Energy Assessment

All domestic, commercial and new-build buildings in the UK that are made available to buy or rent must have an Energy Performance Certificate (EPC). 

Much like the multi-coloured sticker on new appliances, EPCs tell you how energy efficient a building is and give it a rating from A (very efficient) to G (inefficient). EPCs let the person who will use the building know how costly it will be to heat and light, and what its carbon dioxide emissions are likely to be.

The EPC will also state what the energy-efficiency rating could be if improvements are made, and highlights cost-effective ways to achieve a better rating.  

Energy efficiency standards for rented properties are changing, and properties will soon be required to have an EPC rating of D or E. At Marsh & Riddell, we can also provide tailored recommendations on changes that would improve the EPC score of a property.

Kieran Riddell

Director Kieran Riddell is a multi-disciplined energy assessor and is fully qualified to carry out Domestic, NonDomestic (levels 3 and 4), and On-Construction (New Build) EPCs. Kieran works closely with a number of architects, local housing associations, letting agents as well as private vendors and with his background in Building Surveying he is expertly placed to advise on all energy efficiency related queries.

Domestic EPCs

It is a legal requirement for a Vendor (selling domestic property) or Landlord (renting or leasing domestic property) to provide a valid and registered EPC for a prospective buyer or tenant. 

The certificate itself is valid for ten years from the date of issue, and must be displayed in the dwelling it describes. Alterations to dwellings may make the certificate invalid, in which case a new certificate must be provided.

Marsh & Riddell possess a wide ranging experience in providing EPC certificates for Registered Social Landlords, Private Landlords and Private Vendors and we can produce the certificate within 24 hours of carrying out the survey. 

Non-Domestic EPCs

A Non-Domestic EPC is required when a commercial property is intended to be built, or made available for sale or let, this is a mandatory requirement that must be carried out whether or not any formal marketing has taken place. There are a few exceptions for example, places of worship, temporary buildings, agricultural, or if the building is due to be demolished.

= Stored data =

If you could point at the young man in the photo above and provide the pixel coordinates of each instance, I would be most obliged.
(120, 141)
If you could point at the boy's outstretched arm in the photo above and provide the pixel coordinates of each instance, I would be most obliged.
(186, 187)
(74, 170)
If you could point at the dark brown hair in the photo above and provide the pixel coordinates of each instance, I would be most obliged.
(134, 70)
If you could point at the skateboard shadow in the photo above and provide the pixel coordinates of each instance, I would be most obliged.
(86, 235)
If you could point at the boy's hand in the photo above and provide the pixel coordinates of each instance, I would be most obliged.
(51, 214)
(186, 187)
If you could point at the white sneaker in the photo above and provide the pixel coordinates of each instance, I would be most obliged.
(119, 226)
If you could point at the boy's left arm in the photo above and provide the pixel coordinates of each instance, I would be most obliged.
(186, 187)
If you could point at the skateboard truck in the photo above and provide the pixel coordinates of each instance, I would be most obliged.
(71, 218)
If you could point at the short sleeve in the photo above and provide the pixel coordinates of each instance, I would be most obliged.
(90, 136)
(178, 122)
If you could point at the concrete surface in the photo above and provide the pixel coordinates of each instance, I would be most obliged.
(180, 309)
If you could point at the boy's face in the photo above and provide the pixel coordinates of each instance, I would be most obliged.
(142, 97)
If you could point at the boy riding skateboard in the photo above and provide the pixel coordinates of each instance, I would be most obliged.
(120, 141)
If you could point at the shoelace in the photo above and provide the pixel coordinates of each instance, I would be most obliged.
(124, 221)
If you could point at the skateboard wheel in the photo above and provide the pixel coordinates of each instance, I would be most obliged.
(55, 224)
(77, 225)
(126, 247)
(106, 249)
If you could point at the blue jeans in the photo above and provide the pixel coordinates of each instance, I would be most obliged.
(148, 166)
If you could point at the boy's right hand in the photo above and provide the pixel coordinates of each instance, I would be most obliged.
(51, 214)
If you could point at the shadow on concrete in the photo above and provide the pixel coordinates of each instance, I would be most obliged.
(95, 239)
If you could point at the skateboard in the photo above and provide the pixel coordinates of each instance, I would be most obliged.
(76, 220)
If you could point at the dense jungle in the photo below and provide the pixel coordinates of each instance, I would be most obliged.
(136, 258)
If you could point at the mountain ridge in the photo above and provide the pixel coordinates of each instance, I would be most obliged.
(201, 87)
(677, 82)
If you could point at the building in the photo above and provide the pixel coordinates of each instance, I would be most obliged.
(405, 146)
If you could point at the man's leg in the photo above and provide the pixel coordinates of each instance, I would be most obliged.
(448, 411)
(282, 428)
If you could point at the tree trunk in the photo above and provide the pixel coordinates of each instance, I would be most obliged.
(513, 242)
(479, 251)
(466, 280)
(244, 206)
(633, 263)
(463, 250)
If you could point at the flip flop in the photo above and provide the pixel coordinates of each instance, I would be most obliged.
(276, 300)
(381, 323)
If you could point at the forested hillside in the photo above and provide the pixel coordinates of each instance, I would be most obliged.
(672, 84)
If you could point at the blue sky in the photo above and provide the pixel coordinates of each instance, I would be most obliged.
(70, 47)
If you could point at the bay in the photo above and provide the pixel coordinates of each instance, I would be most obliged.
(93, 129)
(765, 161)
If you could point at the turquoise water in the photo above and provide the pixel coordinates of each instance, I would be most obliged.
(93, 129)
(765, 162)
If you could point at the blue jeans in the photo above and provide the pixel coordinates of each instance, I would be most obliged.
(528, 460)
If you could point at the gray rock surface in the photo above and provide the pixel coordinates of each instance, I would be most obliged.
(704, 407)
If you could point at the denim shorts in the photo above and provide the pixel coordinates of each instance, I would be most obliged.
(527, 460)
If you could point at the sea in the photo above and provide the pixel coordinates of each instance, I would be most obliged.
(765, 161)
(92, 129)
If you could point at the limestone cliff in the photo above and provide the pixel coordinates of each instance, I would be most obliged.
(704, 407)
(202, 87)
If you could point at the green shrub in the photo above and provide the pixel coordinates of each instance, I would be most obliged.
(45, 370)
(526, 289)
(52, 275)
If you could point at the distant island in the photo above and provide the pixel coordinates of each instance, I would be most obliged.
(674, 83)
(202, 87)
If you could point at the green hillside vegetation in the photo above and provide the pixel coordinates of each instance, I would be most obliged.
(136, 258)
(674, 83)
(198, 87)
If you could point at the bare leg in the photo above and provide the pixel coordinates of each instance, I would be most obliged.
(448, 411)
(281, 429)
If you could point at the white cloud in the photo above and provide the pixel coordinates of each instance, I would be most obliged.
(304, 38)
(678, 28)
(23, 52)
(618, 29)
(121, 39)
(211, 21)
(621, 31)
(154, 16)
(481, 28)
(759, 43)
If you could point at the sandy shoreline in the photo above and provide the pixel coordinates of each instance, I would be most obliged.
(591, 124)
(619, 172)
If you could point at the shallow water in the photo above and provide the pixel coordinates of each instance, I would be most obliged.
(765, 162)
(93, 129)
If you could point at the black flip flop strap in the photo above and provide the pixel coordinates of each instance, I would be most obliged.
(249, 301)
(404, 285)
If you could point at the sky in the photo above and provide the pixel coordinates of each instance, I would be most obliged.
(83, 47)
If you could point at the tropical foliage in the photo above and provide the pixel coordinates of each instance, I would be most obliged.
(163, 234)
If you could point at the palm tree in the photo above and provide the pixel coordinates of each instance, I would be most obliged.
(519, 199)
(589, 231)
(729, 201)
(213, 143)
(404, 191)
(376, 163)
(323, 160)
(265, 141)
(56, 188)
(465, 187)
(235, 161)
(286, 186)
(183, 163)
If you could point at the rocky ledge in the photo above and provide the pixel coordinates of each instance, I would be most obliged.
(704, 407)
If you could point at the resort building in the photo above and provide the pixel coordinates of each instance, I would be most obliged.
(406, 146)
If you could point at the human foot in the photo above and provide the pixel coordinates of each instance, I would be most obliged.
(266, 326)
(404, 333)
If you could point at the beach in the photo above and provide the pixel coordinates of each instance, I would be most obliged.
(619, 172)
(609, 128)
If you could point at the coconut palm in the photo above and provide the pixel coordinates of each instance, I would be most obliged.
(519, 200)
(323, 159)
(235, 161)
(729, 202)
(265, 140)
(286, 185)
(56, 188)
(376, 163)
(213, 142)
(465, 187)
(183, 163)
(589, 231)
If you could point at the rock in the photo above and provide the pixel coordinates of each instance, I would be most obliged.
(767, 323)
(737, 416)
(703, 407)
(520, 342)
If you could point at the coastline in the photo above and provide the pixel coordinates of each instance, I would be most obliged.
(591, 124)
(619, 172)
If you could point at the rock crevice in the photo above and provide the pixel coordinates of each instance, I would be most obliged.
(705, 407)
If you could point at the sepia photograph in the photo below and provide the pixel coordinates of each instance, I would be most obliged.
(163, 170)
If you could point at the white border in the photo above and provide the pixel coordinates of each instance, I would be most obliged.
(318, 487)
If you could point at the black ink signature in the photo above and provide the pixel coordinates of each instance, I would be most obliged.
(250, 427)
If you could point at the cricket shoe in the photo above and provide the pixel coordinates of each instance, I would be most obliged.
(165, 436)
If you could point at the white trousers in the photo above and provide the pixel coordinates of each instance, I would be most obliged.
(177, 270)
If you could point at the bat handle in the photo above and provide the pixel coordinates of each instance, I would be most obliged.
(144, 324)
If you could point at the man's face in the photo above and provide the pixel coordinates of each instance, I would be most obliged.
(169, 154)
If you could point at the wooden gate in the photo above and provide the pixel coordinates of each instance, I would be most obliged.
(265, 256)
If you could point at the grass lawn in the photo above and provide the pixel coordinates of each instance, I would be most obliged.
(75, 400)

= Exercises to complete =
A) List every exception to the Non-Domestic EPC requirement that the energy assessment passage gives.
B) Carry on the energy assessment passage from where it stops.

= Answers to the exercises =
A)
- Places of worship
- Temporary buildings
- Agricultural buildings
- Buildings due to be demolished

B)
The sale and let of commercial buildings can be complex with multiple tenancies and uses. Whether you need a single or multiple EPCs may depend on the heating systems and your future plans for the building.

On-Construction (New Build) EPCs

An On-Construction EPC is required for every new dwelling (including conversions). A Completion Certificate cannot now be issued by Building Control unless the EPC has been submitted.

The EPC is produced as the final stage of the As Built SAP (Standard Assessment Procedure) calculations, and it must be prepared by an accredited OCDEA (On Construction Domestic Energy Assessor).

At Marsh and Riddell surveyors we are highly experienced in the preparation of SAP calculations and On-Construction EPCs for all project sizes, from single houses to large social housing developments throughout the UK and currently work closely with a number of architects to deliver new housing that complies with the current building regulations.


When is the EPC required?

An EPC should be provided to a prospective buyer or tenant at the earliest opportunity and no later than when a viewing is conducted or when written information is provided about the building. Even if no marketing takes place it must be provided before entering into a contract to sell or let.

How long is an EPC valid for?

An EPC is valid for up to 10 years, unless a newer EPC is produced for the property, in which case only the latter is valid.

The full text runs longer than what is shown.